● **Requirements**: Return, word for word, only the lines from the one containing "Locate the sandy" through the last line of the entries.

● **Records for the exercise**:
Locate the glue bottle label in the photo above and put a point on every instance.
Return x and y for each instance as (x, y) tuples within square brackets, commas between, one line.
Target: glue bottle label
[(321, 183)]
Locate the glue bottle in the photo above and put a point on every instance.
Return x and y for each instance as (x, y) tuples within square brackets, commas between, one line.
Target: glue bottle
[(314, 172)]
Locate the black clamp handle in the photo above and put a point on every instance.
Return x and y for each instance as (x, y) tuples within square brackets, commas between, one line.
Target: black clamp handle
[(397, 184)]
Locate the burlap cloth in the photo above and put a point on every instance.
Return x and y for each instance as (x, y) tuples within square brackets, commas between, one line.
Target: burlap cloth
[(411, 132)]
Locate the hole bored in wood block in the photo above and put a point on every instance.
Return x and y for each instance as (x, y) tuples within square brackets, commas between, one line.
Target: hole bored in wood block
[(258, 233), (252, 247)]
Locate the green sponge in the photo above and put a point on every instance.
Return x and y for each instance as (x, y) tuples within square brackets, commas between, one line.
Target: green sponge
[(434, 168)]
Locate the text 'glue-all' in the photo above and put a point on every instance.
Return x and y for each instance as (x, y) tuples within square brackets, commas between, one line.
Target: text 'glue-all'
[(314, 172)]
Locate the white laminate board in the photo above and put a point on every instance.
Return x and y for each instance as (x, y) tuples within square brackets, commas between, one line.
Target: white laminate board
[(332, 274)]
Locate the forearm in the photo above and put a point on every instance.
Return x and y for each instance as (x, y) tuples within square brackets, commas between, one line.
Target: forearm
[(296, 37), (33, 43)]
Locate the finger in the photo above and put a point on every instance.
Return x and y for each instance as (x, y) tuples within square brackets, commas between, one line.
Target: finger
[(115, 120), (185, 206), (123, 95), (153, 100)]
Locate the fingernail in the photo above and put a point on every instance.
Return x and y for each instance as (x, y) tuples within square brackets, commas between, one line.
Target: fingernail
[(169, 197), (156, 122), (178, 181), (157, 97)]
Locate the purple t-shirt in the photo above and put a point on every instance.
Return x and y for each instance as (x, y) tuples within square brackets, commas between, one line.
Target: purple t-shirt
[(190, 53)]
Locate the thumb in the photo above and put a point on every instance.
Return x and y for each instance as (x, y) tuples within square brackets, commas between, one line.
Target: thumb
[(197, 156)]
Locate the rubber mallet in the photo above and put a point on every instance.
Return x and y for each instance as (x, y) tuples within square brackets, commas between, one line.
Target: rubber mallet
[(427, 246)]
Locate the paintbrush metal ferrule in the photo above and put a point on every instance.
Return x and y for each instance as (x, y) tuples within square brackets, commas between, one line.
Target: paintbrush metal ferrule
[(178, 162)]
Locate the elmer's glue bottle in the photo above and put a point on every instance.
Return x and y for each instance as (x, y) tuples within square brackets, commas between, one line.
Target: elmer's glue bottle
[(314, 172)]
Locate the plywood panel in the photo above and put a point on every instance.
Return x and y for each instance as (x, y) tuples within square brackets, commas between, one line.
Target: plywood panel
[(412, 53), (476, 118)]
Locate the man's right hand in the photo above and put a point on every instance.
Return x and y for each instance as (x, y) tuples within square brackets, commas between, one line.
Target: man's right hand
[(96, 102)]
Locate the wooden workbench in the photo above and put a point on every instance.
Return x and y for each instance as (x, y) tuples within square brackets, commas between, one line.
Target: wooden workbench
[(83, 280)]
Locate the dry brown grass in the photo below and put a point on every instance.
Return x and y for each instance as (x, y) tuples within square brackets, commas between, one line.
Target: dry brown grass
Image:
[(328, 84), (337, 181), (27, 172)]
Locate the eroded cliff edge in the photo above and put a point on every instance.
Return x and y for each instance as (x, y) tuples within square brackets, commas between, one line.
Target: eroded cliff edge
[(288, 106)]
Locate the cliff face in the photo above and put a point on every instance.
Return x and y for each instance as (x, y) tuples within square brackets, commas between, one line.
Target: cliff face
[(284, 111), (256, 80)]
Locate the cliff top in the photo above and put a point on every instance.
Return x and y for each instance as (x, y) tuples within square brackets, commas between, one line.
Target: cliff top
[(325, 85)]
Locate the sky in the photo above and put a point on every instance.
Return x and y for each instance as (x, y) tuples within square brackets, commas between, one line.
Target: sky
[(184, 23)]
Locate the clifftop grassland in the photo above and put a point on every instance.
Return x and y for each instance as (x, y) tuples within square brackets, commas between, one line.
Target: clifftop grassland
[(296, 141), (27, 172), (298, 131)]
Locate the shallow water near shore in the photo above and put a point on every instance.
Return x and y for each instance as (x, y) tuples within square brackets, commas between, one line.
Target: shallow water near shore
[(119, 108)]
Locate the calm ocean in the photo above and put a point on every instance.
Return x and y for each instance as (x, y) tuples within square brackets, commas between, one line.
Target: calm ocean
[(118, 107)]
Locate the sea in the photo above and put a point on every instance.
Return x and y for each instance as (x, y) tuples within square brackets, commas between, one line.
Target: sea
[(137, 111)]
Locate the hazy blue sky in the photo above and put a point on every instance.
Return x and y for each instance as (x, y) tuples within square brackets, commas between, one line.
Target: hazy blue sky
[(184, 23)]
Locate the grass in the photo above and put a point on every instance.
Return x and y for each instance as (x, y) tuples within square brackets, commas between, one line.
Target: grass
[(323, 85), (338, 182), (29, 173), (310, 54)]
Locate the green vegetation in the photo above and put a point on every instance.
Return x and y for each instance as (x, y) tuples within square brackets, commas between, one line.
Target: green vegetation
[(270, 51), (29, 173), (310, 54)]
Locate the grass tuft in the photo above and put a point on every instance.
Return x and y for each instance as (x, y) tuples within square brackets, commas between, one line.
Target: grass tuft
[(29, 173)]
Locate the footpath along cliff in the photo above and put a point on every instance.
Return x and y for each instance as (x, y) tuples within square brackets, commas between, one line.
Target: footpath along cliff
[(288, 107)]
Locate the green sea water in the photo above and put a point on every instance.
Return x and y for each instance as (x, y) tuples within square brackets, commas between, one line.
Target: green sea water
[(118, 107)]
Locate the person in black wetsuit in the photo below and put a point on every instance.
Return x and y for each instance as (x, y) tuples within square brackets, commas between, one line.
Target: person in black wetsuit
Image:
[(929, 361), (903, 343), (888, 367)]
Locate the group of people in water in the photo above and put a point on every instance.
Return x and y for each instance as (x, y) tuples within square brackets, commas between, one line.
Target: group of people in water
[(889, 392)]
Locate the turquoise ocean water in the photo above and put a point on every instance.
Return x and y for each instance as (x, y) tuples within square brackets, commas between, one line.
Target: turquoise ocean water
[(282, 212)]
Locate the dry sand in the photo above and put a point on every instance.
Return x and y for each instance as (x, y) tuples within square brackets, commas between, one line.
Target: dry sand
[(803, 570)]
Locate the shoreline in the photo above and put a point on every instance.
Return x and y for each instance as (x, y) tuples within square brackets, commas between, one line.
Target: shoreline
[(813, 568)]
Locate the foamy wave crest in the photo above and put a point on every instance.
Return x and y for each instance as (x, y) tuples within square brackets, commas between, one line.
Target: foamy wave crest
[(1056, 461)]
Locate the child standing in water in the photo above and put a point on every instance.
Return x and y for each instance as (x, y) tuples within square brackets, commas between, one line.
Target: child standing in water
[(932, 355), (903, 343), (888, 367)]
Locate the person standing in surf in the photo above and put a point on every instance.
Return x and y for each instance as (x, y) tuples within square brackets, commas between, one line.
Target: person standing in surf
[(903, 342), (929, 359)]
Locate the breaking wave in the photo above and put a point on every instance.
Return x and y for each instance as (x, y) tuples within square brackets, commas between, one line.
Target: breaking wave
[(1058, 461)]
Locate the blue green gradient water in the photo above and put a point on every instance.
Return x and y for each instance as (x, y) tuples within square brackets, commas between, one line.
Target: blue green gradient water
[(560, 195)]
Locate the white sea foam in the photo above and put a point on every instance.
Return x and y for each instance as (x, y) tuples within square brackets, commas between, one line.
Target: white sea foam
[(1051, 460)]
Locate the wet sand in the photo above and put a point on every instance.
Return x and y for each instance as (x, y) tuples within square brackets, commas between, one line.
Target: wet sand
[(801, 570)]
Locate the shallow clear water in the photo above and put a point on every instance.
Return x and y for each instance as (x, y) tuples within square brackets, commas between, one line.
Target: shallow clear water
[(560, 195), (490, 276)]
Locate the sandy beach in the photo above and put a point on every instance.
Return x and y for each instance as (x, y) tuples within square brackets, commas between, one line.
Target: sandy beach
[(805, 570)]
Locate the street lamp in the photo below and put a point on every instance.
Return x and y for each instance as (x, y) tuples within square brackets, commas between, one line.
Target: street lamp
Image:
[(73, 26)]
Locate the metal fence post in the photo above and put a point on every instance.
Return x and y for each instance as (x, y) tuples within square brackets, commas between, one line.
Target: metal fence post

● **Exercise output**:
Locate the sandy beach in the photo above and put a point on every instance.
Return x and y for each instance as (x, y) tuples within square brackets, commas between, one line.
Target: sandy beach
[(805, 570)]
Locate the street lamp in the photo below and put a point on every instance.
Return x and y for each instance as (x, y) tuples within square brackets, commas between, one line.
Target: street lamp
Image:
[(73, 26)]
Locate the metal fence post in the photo above and put a point on every instance.
Return x and y for each instance as (x, y) tuples within square brackets, commas between, one line.
Target: metal fence post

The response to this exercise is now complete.